TASK STATEMENT |
Beginning at the line containing "Thanks for the photo. Could you please mark the black braid", output every line to the end of the data below exactly as it appears.
◇ ◇ ◇ ◇ ◇
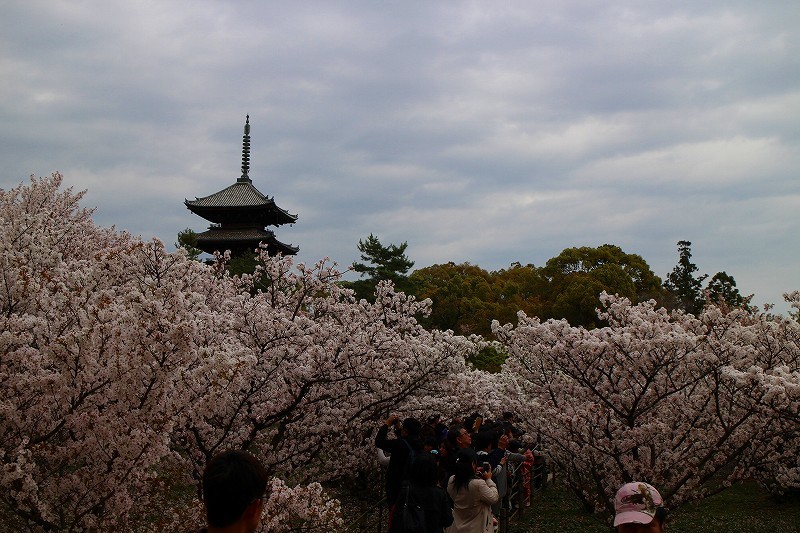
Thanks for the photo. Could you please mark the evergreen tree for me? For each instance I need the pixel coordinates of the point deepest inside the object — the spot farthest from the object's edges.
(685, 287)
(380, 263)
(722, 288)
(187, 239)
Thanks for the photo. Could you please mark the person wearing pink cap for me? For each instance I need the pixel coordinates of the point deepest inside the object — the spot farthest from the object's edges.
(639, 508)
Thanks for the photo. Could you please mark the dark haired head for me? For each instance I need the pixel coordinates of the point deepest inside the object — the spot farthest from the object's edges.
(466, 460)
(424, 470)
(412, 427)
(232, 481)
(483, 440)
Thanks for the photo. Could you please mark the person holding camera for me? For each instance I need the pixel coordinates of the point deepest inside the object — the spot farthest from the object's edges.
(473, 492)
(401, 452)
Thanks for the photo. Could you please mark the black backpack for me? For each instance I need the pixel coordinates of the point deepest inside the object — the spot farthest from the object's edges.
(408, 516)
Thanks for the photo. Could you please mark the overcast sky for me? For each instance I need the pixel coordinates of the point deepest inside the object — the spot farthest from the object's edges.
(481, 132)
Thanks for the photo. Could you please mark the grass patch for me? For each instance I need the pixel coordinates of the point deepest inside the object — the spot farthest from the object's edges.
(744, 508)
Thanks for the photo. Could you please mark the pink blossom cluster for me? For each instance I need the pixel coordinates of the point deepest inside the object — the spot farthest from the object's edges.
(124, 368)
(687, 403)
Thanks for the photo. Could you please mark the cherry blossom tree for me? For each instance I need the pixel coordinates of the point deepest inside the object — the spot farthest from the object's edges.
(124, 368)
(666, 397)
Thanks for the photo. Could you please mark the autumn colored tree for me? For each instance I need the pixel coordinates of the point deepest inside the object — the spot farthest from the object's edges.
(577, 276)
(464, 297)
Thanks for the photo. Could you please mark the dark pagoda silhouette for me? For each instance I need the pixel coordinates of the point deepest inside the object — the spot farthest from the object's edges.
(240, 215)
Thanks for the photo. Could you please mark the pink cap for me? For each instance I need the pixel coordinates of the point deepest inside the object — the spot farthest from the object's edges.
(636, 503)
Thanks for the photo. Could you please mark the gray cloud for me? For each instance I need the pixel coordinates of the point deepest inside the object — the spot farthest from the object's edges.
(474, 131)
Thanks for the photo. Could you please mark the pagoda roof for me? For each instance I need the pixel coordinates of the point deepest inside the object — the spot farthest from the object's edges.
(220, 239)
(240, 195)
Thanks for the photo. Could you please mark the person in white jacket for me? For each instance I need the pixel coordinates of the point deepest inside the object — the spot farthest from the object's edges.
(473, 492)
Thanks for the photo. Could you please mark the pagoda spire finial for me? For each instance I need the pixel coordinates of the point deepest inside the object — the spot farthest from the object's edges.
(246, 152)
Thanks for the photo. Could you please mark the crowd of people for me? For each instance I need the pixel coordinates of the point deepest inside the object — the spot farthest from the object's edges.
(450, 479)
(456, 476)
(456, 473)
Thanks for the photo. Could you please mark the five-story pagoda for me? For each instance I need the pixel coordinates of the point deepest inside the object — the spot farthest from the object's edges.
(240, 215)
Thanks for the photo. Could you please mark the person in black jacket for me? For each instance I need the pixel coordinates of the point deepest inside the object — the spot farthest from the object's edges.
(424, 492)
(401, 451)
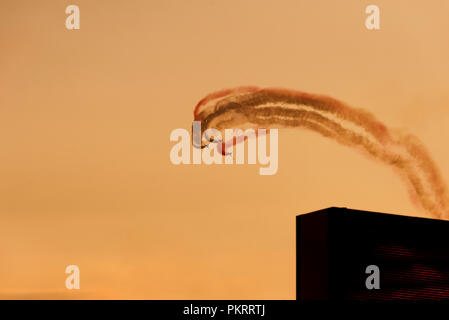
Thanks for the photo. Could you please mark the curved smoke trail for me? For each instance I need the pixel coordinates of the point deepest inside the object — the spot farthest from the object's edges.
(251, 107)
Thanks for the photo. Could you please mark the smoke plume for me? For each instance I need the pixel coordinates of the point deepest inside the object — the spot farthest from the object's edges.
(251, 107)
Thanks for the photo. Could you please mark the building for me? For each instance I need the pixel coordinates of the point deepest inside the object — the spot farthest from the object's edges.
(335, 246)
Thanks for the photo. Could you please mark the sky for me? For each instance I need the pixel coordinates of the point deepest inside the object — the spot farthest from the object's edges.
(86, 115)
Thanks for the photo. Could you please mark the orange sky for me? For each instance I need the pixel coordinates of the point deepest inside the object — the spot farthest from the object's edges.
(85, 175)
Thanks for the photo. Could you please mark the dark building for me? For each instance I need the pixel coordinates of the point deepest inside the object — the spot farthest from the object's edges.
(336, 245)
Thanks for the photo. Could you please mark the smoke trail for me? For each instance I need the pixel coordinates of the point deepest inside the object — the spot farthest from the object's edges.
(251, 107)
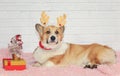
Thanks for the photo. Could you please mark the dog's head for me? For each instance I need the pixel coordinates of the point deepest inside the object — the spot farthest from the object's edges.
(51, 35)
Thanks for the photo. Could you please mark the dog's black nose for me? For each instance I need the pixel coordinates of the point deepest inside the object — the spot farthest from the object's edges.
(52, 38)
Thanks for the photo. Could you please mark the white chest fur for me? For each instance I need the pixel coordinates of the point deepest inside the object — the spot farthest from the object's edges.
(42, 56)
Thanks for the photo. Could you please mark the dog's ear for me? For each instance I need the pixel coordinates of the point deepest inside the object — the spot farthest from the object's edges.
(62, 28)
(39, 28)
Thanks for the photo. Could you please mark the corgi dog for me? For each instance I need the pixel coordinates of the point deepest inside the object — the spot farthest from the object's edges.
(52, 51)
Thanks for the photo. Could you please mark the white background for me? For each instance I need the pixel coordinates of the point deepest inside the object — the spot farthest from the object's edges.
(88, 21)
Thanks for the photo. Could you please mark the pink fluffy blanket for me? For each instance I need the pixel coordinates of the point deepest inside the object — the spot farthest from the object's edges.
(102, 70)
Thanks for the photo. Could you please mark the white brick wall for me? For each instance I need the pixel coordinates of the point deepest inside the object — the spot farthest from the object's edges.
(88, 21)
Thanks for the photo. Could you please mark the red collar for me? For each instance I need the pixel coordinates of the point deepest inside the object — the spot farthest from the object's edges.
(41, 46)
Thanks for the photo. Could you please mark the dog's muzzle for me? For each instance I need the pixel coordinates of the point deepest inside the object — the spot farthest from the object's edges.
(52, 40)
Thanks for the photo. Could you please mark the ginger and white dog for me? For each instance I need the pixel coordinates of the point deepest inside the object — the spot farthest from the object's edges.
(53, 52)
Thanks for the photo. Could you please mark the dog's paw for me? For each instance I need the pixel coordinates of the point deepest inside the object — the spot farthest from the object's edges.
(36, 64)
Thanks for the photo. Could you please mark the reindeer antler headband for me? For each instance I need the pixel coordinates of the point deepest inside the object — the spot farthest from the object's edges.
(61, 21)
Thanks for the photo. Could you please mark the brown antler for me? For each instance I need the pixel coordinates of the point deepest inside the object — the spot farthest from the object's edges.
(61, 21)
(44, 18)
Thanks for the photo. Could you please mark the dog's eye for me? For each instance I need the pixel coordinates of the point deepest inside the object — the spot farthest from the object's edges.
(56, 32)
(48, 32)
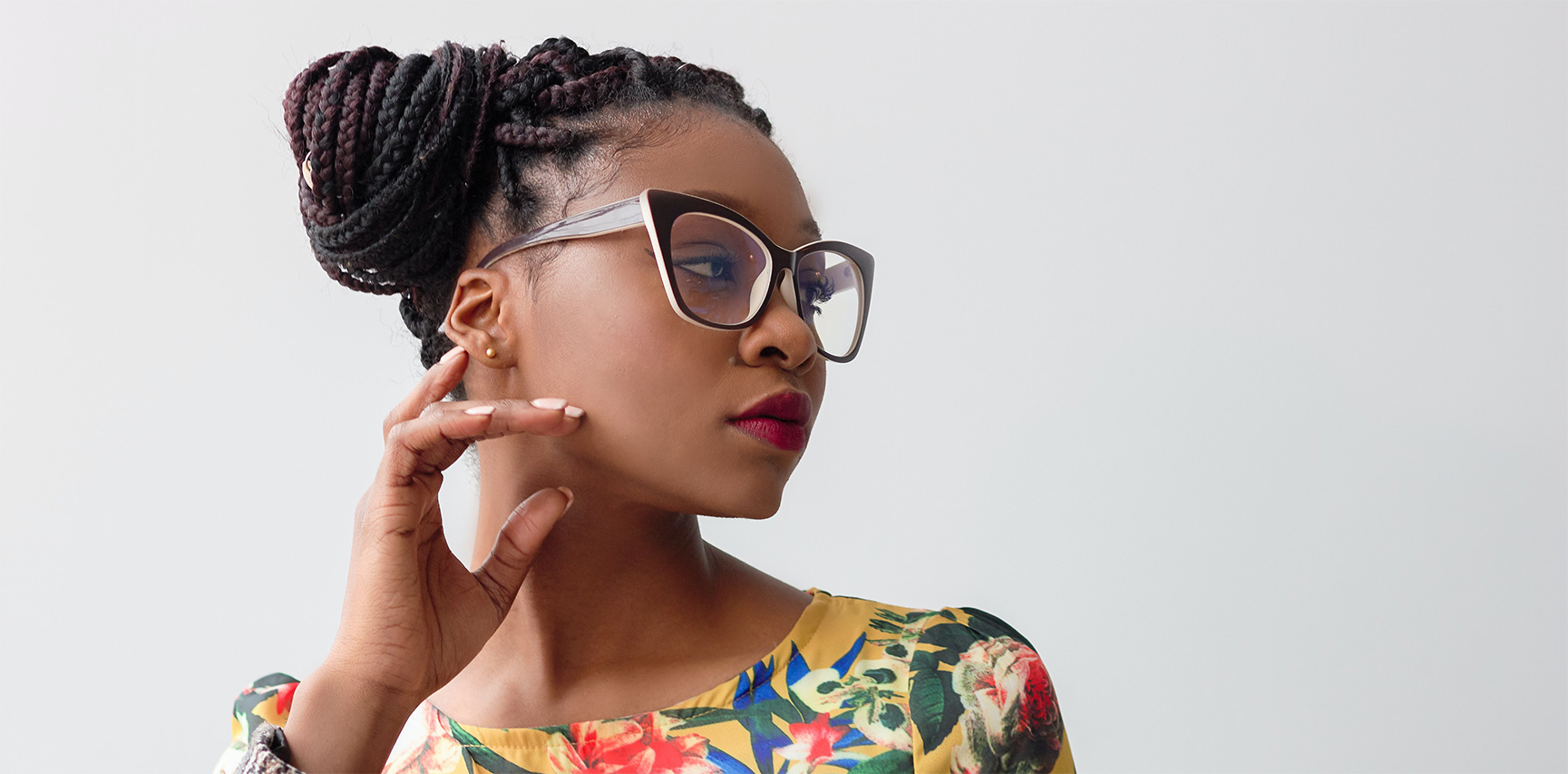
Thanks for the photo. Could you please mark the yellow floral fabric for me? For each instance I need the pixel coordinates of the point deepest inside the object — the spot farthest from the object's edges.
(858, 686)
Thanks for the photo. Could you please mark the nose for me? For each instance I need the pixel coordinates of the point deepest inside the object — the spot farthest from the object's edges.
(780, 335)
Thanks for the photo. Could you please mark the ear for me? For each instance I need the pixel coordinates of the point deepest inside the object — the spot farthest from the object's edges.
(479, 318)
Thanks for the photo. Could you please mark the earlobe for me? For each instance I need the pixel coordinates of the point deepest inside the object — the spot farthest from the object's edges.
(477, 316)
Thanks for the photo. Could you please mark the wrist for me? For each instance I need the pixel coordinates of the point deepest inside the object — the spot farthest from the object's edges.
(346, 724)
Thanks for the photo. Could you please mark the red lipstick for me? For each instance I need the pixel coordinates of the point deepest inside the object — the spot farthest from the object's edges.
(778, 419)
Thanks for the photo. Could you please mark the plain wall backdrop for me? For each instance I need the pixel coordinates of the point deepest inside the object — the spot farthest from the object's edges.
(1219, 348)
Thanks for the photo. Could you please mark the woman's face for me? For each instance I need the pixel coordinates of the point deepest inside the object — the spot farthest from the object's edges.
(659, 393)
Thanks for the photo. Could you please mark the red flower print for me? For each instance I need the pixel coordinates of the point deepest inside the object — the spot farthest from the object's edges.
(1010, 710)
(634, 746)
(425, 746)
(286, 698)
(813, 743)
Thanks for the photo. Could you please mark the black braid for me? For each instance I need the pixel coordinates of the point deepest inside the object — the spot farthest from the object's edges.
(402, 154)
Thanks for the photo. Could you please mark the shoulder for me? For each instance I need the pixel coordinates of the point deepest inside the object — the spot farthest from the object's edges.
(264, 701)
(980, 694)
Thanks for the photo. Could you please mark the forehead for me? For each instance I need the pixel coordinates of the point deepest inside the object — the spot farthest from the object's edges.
◇ ◇ ◇ ◇ ◇
THE OUTPUT |
Thanks for the photo. Could you please mark the black braid for me? For each instance I need the pixel coordinates of the point deepest inside the object — the spot farthest from the object's edges.
(402, 154)
Thanks for the photo. Could you please mark the shoulder for me? For each instance I need the pixel coordinates of the point deepest inside the object — the spot farthest from the object's edges.
(264, 701)
(980, 694)
Thanks for the photo. Could you please mark the forehead for me? For each instance I need the pixel coordinates of the point deepest inside the object — the spot farthest from the object's edges.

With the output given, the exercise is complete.